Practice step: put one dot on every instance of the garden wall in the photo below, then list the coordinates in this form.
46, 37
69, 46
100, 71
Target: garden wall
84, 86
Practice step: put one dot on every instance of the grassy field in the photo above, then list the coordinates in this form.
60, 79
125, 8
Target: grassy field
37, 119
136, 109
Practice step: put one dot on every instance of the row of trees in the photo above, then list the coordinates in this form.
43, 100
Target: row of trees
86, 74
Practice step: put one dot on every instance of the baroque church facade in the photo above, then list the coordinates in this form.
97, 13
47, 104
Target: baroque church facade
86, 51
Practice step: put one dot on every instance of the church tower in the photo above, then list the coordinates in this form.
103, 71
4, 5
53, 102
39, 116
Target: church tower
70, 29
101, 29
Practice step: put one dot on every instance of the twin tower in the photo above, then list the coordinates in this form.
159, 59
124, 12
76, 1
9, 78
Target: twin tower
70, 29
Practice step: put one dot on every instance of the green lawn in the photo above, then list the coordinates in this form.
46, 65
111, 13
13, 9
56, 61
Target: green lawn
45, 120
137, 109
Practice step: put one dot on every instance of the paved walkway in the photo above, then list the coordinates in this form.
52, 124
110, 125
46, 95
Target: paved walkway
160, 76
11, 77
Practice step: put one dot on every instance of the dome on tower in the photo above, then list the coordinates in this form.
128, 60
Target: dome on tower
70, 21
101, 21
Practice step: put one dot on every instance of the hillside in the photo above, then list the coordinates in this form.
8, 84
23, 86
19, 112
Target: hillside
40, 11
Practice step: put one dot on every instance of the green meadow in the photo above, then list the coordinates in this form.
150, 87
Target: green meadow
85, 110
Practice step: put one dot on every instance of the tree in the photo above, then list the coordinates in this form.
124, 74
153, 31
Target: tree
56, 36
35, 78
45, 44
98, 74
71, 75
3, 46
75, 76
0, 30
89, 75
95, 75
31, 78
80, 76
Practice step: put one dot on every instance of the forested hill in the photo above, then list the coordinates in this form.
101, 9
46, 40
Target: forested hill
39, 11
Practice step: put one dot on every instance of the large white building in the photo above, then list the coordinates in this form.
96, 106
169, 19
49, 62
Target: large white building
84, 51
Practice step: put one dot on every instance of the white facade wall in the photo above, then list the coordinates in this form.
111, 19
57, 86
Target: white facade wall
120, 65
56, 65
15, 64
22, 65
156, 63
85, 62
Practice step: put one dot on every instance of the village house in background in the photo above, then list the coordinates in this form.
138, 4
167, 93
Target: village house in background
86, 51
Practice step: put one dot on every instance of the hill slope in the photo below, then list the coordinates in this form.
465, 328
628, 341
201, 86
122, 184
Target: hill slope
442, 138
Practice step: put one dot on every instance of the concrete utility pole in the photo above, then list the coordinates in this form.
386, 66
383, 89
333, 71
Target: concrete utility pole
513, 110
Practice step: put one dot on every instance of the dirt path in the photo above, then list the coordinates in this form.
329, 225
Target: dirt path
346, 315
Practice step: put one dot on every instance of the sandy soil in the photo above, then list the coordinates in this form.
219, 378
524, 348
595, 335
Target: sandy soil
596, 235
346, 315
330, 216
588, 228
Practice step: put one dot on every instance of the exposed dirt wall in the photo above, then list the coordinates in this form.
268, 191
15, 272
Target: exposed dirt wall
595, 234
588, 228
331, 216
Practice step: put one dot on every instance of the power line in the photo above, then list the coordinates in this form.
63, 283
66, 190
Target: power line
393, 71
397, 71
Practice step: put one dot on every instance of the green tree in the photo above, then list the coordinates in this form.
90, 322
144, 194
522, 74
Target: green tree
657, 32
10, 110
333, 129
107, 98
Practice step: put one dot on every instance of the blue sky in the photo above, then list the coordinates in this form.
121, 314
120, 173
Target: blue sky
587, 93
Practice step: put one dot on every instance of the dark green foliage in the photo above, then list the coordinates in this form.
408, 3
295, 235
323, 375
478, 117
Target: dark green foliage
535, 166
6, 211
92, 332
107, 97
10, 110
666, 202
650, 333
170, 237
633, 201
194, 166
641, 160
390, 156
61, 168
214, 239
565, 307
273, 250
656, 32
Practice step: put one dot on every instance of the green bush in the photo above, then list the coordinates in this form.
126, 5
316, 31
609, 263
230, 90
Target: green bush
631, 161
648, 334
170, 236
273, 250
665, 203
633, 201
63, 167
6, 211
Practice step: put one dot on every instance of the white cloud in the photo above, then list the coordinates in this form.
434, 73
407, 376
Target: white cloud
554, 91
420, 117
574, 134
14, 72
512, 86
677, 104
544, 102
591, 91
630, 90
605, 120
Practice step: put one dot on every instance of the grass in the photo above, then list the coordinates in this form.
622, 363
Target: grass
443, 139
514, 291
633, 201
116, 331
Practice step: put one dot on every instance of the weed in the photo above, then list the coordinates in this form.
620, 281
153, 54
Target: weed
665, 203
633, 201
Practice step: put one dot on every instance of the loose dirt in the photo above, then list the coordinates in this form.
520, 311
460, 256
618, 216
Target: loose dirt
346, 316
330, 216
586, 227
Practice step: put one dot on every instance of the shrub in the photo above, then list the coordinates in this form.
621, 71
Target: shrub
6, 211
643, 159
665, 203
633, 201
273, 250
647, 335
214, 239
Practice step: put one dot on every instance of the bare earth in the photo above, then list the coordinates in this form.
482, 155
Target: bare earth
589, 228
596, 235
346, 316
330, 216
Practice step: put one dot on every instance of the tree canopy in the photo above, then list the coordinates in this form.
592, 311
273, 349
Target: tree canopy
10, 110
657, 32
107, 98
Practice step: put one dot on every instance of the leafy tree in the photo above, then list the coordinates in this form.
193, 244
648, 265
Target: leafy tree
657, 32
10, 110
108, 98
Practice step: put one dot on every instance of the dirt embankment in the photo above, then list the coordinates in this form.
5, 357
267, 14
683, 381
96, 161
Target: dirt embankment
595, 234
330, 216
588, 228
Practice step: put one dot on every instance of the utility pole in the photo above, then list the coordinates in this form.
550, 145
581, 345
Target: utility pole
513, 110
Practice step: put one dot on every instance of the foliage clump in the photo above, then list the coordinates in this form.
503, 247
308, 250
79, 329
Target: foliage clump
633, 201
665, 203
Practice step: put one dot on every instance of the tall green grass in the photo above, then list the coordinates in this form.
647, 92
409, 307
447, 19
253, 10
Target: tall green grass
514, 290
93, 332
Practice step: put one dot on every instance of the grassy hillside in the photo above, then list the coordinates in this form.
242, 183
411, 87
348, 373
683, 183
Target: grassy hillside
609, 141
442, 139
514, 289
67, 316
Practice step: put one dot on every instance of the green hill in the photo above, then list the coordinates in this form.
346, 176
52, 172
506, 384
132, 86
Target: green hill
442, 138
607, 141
+ + + + +
From the listing above, extract every line exactly as it stands.

**The completed task:**
Practice step: put one dot on every instance of the garden wall in the photo below, then list the coordinates in this form.
46, 37
69, 46
100, 71
Target: garden wall
84, 86
Practice step: put one dot on every instance of the grassy field in the photo above, then list the coordinates in this form.
60, 79
125, 8
Target: grassy field
37, 119
136, 109
Practice step: put one dot on every instance of the row of trees in the photo above, then list the coordinates in this form.
43, 100
Target: row of trees
86, 74
Practice step: put one dot on every instance of the baroque church facade in the photo above, then list the coordinates in this form.
97, 13
47, 104
Target: baroque church facade
86, 51
Practice step: put one dot on every instance of the church tower in the photo above, then list the coordinates in this form.
103, 71
4, 5
53, 102
39, 116
Target: church tower
70, 29
101, 29
Practice step: put one dot on every instance of the twin tower in the photo above, then list the coordinates in this form.
159, 59
124, 12
76, 1
9, 78
Target: twin tower
70, 29
Practice step: put one dot on every instance of the green lawn in the photo above, then list the coordinates in this form.
46, 65
111, 13
13, 9
56, 61
Target: green lawn
45, 120
137, 109
Practice step: put one dot on every instance of the paved walkway in the photo above, then list the coordinates in this form.
52, 124
110, 125
46, 95
Target: paved walkway
160, 76
11, 77
Practice step: put one dot on every instance of the dome on tower in the photo above, then list the coordinates in this form.
128, 60
Target: dome on tower
70, 21
101, 21
Practice step: put one dot on every instance of the hillside in the photo above, then list the coordinates in this form.
8, 84
23, 86
19, 112
Target: hillside
40, 11
Practice step: put one dot on every instance of the green meadow in the photo above, then list the coordinates in this form.
150, 87
Target: green meadow
85, 110
Practice step: put one dot on every instance of the tree in the photo above, then list the coordinates in this form.
124, 74
153, 31
Target: tree
56, 36
35, 78
45, 44
98, 74
71, 75
3, 46
75, 76
0, 30
89, 75
95, 75
31, 78
80, 76
Practice step: put one dot on every instance of the forested hill in the photo above, then list the coordinates in this form.
101, 9
46, 40
Target: forested hill
39, 11
Practice step: put one dot on every instance of the large white building in the photo above, then list the coordinates in this form.
96, 106
169, 19
49, 62
Target: large white building
84, 51
Practice step: put one dot on every instance of the white facade wall in the photo above, then list the coordinates in this form.
111, 19
57, 86
Target: white facade wall
120, 65
56, 65
15, 64
22, 65
156, 63
85, 62
Practice step: put one dot on every instance of the village house in background in the photo above, then list the coordinates in this form.
138, 4
167, 93
Target: village house in background
86, 51
Practice step: put one dot on every instance of the hill slope in the photo below, then list the coordinates in this form.
465, 328
628, 341
201, 86
122, 184
Target: hill slope
442, 138
Practice step: put one dot on every instance of the concrete utility pole in the photo above, then list the coordinates in this form.
386, 66
383, 89
333, 71
Target: concrete utility pole
513, 110
Practice step: put one dot on every instance of the dirt path in the photo above, then list the coordinates in this form.
329, 225
Target: dirt path
346, 315
Practice step: put one dot on every instance of the sandy soil in the photo above, then list the coordinates in this form.
219, 378
524, 348
595, 335
Target: sandy soil
596, 235
346, 315
330, 216
588, 228
Practice step: put one dot on every instance of the exposed dirt wall in the photo above, then list the coordinates in this form.
268, 191
15, 272
Target: exposed dirt wall
595, 234
588, 228
331, 216
Practice step: put one dot on every instance of the power line in the photo above, then list the coordinates in this form.
63, 283
66, 190
Target: power line
393, 71
397, 71
Practice step: put one dot on every instance of the green tree in the photo above, then list the coordinates in this form.
90, 322
144, 194
522, 74
Target: green tree
657, 32
10, 110
333, 129
107, 98
Practice step: put one dot on every instance of the blue sky in the photo above, then list the coordinates in this form.
121, 314
120, 173
Target: blue sky
587, 93
Practice step: put one dot on every instance of the dark green foliage in the photo above, then list the coordinates in this form.
408, 3
295, 235
323, 375
478, 117
Target: dark green foliage
535, 166
6, 211
92, 332
107, 97
10, 110
666, 202
650, 333
170, 237
633, 201
194, 166
641, 160
390, 156
61, 168
214, 239
565, 307
273, 250
656, 32
Practice step: put one dot on every instance of the green bush in the photo above, then list the coordinates in this form.
126, 5
316, 31
609, 263
230, 90
Target: green bush
631, 161
648, 334
170, 236
273, 250
665, 203
633, 201
63, 167
6, 211
Practice step: put one dot on every instance of the white cloud in the photo above, then list the coordinates in this form.
434, 73
407, 376
Target: white cloud
554, 91
420, 117
574, 134
14, 72
512, 86
677, 104
544, 102
591, 91
630, 90
605, 120
Practice step: put one dot on every instance of the grass in the photo above, then list the coordinates in this form.
622, 363
Target: grass
443, 139
514, 291
633, 201
116, 331
Practice step: put one dot on every instance of the weed in the photo above, then list the coordinates in this form.
620, 281
153, 54
Target: weed
665, 203
633, 201
Practice step: put one dot on every instance of the loose dirt in the photo above, then list the coordinates in this form.
520, 311
460, 256
618, 216
Target: loose dirt
346, 316
330, 216
586, 227
Practice step: put one dot on every instance of the shrub in the photo above, then list the coordinates in this form.
621, 71
Target: shrub
6, 211
643, 159
665, 203
633, 201
273, 250
647, 335
214, 239
Practice step: put one dot on every instance of the bare earth in the photo above, then list the coordinates in this form.
482, 155
Target: bare earth
589, 228
596, 235
346, 316
330, 216
Practice step: put one dot on every instance of the tree canopy in the photo above, then list the coordinates in this form.
592, 311
273, 349
Target: tree canopy
10, 110
657, 32
107, 98
Practice step: put one dot on every instance of the leafy tree in the photo above, then list the coordinates in this form.
193, 244
648, 265
Target: leafy tree
657, 32
10, 110
108, 98
Practice step: put one dot on every instance of the dirt embankment in the photo above, then list the coordinates in this form.
5, 357
267, 14
683, 381
96, 161
Target: dirt embankment
595, 234
330, 216
588, 228
Practice step: put one dot on every instance of the utility pole in the photo above, then list the coordinates in this form.
550, 145
581, 345
Target: utility pole
513, 110
Practice step: put one dot on every instance of the foliage clump in the photo above, then list the coordinates in this form.
503, 247
308, 250
79, 329
Target: foliage clump
633, 201
665, 203
Practice step: put one dot on every instance of the tall green grass in the photo above, then list the coordinates in this form.
647, 92
409, 307
447, 19
253, 10
Target: tall green grass
514, 290
93, 332
Practice step: put one dot on every instance of the grassy hillside in the photo above, then list the coordinates in this form.
242, 183
411, 87
348, 373
683, 183
Target: grassy hillside
609, 141
442, 139
514, 289
67, 316
Practice step: put one dot on every instance of the green hill in the photo above, then list the coordinates in this form.
346, 176
52, 172
506, 384
132, 86
Target: green hill
442, 138
607, 141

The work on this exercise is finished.